## What you will do
(a) Decide whether each statement agrees with the report on the New Zealand–India talks: (i) India's interest in joining the Global Research Alliance on Agricultural Greenhouse Gases was discussed; (ii) Dr Jaishankar named China's growing influence in the Pacific Island countries; (iii) Ms Mahuta gave dairy farm managers as an example of possible green list roles. Answer each with yes or no and quote the deciding words.
(b) Using the report on the New Zealand–India talks, answer these questions:
(i) By what means does the International Solar Alliance promote solar energy?
(ii) How long did Dr Jaishankar say Indian people had been stranded in India?
(iii) To what levels is the Immigration Minister working to restore the migrant policy?
(c) Carry on the report on the New Zealand–India talks, starting after its final sentence.

Ms Mahuta said that she discussed opportunities for expanding the relationship and cooperating in new areas, such as climate change and sustainable agriculture.
“We aspire to develop opportunities in the economic, cultural, technology and services sectors, and to strengthen people-to-people links. We are changing immigration settings to attract high-skilled migrants with a clear pathway to residency for globally hard-to-fill roles. We anticipate there could be opportunities for high-skilled migrants from India through the green list, such as dairy farm managers and ICT roles,” she said.
Ms Mahuta said that New Zealand’s progress towards joining the International Solar Alliance, which India and France established in 2015 as an example of new areas of cooperation.
The Alliance promotes solar energy through research, development and innovation and mobilises investment for affordable solar energy around the world, including the Pacific.
“We also discussed India’s interest in joining the Global Research Alliance on Agricultural Greenhouse Gases, which promotes international cooperation and research to find ways to grow more food without growing greenhouse gas emissions,” she said.
Immigration, students and more
Dr Jaishankar was more specific in his comments about the bilateral talks.
“We raised the issue of our people stranded in India for more than two years because of the closure of New Zealand’s borders. Many of our students, who were in India on holiday were not allowed to return to this country to continue their studies. We have asked the New Zealand government to give our people fair and equitable treatment. We can meet the skills shortage of New Zealand if there is greater mobility of people and better understanding,” he said.
In her reply, Ms Mahuta said that New Zealand has recently changed its immigration settings and provided a pathway for migrant workers to become residents.
The Immigration Minister is working to restore the migrant policy to the Pre-Covid levels, including welcoming back international students, she said.
Dr Jaishankar said that India sees the larger picture of the South Pacific and Indo-Pacific regions including the current state of security and other challenges but stopped short of mentioning the growing influence of the People’s Republic of China in the Pacific Island countries.

## Extracted information
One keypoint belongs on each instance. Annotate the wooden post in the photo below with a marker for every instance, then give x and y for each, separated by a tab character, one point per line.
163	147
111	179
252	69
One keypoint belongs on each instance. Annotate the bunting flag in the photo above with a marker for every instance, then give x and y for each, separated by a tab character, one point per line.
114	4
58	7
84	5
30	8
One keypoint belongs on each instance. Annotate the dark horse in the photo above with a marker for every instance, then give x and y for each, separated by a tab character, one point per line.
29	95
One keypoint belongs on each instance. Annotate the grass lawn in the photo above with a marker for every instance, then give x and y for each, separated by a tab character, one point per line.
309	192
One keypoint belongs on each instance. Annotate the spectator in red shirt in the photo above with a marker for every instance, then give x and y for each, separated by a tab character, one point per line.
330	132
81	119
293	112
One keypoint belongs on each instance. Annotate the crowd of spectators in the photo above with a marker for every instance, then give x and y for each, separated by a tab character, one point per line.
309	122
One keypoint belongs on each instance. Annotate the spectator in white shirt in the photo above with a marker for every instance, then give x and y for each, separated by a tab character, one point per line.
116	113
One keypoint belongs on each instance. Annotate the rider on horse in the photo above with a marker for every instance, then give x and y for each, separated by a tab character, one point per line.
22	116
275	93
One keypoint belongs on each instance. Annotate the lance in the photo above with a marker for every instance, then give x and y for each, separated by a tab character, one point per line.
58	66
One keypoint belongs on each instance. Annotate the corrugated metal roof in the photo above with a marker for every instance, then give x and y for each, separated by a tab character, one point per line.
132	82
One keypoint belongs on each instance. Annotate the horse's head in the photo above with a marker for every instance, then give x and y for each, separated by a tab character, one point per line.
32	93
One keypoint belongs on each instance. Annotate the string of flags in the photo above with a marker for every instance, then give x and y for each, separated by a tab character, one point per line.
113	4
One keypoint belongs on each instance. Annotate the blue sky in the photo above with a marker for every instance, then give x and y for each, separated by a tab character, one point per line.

## Set of answers
(a)
(i) Yes: "We also discussed India’s interest in joining the Global Research Alliance on Agricultural Greenhouse Gases"
(ii) No: "but stopped short of mentioning the growing influence of the People’s Republic of China in the Pacific Island countries"
(iii) Yes: "such as dairy farm managers and ICT roles"

(b)
(i) Through research, development and innovation.
(ii) More than two years.
(iii) Pre-Covid levels.

(c)
“We also spoke of air connectivity (meaning direct flights between New Zealand and India) and a better understanding of each other’s position to improve friendship,” he said.
Later, he tweeted saying that he had “warm and productive talks with Ms Mahuta. Two societies, respectful of tradition and culture, are seeking to forge a more contemporary relationship. I appreciate the exchange of views on issues of international concerns such as the Indo-Pacific and the Ukraine conflict. I value our working together in multilateral forums including the Un and the Commonwealth,” he said.
Security in the Indo-Pacific region
A Press Trust of India report said that India, the US and several other world powers have been talking about the need to ensure a free, open and thriving Indo-Pacific in the backdrop of China’s rising military manoeuvring in the resource high region.
“China claims nearly all of the disputed South China Sea, though Taiwan, the Philippines, Brunei, Malaysia and Vietnam claim parts of it. Beijing has built artificial islands and military installations in the South China Sea. China also has territorial disputes with Ja[an in the East China Sea.
“India has repeatedly emphasised the immediate cessation of hostilities in Ukraine and the need to resolve the ongoing conflict through dialogue and diplomacy,” PTI said.
Dr Jaishankar also met Associated Foreign Minister Aupito William Sio during the bilateral discussions.